# WHAT IS EXPECTED
List every line of the items below that contains the word "Python". Treat uppercase and lowercase letters as distinct.

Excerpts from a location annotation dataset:
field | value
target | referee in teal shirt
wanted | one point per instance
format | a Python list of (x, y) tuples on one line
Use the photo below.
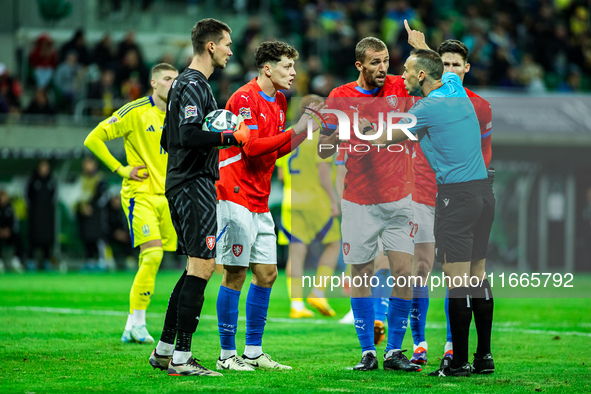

# RESULT FOR THIS EXERCISE
format | a Python list of (x, y) tuples on one line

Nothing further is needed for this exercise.